#### Work to complete:
Reproduce the entire listing word for word.

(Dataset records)
########################################

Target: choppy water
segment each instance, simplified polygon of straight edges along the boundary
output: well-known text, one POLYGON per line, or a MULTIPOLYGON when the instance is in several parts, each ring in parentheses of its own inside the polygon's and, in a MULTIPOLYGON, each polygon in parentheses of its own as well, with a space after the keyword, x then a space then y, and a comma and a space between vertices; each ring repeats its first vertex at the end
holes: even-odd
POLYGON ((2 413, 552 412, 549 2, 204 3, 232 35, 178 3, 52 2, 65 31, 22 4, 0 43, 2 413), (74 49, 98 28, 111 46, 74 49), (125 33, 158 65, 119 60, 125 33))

########################################

#### Written answer:
Target: choppy water
segment each instance, simplified polygon of straight edges along the boundary
output: well-known text, one POLYGON per line, or a MULTIPOLYGON when the instance is in several parts, each ring in parentheses of its own inside the polygon's and, in a MULTIPOLYGON, each polygon in parentheses of its own as well, with a space after the keyword, x then a space then y, and a comma and a space between vertices; each ring repeats its first vertex at the end
holes: even-odd
POLYGON ((2 413, 552 412, 549 2, 204 3, 232 35, 178 3, 52 2, 65 31, 22 4, 0 43, 2 413), (74 49, 98 28, 111 46, 74 49), (125 33, 158 65, 119 60, 125 33))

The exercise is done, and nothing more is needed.